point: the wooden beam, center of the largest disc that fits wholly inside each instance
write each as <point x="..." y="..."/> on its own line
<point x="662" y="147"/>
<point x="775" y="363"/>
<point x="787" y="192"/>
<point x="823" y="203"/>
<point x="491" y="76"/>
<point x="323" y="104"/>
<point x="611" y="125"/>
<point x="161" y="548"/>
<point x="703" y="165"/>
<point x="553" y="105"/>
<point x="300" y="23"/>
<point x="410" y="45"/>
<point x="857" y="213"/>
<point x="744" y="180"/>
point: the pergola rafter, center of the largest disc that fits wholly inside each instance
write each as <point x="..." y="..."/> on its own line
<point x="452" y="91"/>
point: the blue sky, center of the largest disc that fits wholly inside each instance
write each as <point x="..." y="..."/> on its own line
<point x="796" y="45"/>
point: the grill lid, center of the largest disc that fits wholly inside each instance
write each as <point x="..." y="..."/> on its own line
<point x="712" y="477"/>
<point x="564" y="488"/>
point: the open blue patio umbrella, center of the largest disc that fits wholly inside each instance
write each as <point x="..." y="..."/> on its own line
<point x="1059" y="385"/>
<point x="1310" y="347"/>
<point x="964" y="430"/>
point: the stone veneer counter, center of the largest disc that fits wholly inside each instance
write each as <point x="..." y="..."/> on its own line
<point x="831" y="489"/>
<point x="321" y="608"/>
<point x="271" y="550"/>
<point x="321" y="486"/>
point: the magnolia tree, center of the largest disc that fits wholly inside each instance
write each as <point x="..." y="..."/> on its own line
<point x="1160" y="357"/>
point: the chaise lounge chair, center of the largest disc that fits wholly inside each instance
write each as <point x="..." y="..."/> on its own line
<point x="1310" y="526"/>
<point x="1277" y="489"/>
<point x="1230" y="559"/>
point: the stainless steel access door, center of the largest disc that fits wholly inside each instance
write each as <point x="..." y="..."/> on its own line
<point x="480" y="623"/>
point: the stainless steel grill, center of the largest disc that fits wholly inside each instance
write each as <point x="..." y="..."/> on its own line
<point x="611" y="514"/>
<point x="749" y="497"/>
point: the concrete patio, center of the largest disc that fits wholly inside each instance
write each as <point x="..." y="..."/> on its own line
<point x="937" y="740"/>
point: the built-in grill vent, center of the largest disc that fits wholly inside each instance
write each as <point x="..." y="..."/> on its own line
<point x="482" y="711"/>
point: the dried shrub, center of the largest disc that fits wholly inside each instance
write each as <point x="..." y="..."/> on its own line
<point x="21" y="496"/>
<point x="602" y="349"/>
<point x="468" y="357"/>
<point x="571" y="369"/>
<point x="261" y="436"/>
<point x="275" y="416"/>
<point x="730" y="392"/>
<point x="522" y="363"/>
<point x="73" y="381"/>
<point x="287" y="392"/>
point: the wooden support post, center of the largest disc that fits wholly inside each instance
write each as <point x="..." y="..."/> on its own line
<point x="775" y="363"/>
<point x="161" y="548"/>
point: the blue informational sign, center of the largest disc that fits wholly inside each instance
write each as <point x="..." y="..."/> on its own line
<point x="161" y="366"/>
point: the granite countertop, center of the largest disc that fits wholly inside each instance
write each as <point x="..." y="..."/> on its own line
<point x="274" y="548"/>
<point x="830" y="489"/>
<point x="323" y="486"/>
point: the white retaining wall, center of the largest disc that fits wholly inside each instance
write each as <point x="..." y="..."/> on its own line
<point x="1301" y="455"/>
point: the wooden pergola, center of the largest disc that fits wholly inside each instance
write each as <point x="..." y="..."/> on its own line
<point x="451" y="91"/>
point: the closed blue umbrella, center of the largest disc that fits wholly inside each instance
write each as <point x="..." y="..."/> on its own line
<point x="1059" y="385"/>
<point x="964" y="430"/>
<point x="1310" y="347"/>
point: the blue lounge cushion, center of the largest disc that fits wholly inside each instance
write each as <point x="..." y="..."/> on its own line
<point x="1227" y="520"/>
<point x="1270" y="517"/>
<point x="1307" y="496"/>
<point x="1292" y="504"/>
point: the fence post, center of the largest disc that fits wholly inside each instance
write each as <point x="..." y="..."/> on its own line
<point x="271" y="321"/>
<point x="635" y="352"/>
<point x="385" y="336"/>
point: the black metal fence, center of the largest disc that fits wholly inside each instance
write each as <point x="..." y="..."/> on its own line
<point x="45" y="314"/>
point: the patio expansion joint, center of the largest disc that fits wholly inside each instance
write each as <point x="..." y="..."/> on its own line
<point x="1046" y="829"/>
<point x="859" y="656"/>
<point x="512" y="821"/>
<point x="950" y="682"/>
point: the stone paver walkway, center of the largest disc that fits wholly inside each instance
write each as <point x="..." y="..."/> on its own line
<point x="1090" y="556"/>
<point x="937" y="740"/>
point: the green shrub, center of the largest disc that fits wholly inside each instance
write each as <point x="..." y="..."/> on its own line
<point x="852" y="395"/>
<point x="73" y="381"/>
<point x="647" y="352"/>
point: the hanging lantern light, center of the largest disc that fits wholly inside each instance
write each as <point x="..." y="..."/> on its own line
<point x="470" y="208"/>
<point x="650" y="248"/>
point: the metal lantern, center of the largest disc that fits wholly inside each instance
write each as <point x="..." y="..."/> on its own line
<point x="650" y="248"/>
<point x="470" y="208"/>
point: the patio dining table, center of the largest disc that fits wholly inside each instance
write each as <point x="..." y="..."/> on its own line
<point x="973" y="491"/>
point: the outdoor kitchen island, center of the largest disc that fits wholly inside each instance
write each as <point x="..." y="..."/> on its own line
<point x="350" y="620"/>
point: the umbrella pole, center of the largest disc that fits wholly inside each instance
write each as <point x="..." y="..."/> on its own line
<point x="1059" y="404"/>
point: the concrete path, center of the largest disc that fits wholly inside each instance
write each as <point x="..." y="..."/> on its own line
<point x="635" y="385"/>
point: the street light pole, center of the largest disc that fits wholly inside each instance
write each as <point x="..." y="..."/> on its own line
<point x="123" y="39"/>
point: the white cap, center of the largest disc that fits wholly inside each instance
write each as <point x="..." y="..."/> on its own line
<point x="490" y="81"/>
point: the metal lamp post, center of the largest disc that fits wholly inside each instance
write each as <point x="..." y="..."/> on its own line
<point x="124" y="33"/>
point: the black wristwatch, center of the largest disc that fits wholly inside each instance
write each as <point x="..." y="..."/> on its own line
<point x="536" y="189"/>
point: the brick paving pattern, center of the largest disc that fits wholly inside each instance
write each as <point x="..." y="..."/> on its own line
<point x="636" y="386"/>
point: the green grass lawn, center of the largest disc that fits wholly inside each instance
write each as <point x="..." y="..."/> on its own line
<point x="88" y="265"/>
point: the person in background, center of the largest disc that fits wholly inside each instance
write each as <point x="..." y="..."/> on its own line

= = =

SET PROBLEM:
Only the lines from the one containing "point: the patio dining" to the end of the listing belong in the output, each reproduced exactly.

ANSWER TO THE EXERCISE:
point: the patio dining table, center of the largest disc that fits wholly inside each instance
write each as <point x="..." y="..."/> on its own line
<point x="973" y="491"/>
point: the outdoor kitchen island, center of the largest disc that fits wholly inside each instance
write each as <point x="..." y="..."/> on its own line
<point x="350" y="620"/>
point: the umbrella pole, center of the largest disc that fits wholly inside each instance
write each as <point x="..." y="..."/> on its own line
<point x="1059" y="404"/>
point: the concrete path, center of the largest disc that fits wholly inside each instance
write each as <point x="..." y="..."/> on its own line
<point x="635" y="385"/>
point: the street light pole, center of the largest disc that fits wholly inside each instance
write each as <point x="..." y="..."/> on its own line
<point x="123" y="39"/>
point: the white cap, center of the largest disc that fits wholly inside each instance
write each as <point x="..." y="..."/> on its own line
<point x="490" y="81"/>
point: the metal lamp post, center of the largest disc that fits wholly inside each instance
write each as <point x="..." y="..."/> on its own line
<point x="124" y="33"/>
point: the black wristwatch, center of the largest disc that fits wholly inside each instance
write each as <point x="..." y="..."/> on its own line
<point x="536" y="189"/>
point: the brick paving pattern, center of the largest disc that fits wholly inside each instance
write each as <point x="..." y="..."/> on its own line
<point x="636" y="386"/>
point: the green grass lawn, center of the largest disc that fits wholly inside each instance
write each as <point x="..." y="..."/> on its own line
<point x="88" y="265"/>
point: the person in background, center of the largest disc that fits wholly inside each instance
write each as <point x="..." y="..."/> on its own line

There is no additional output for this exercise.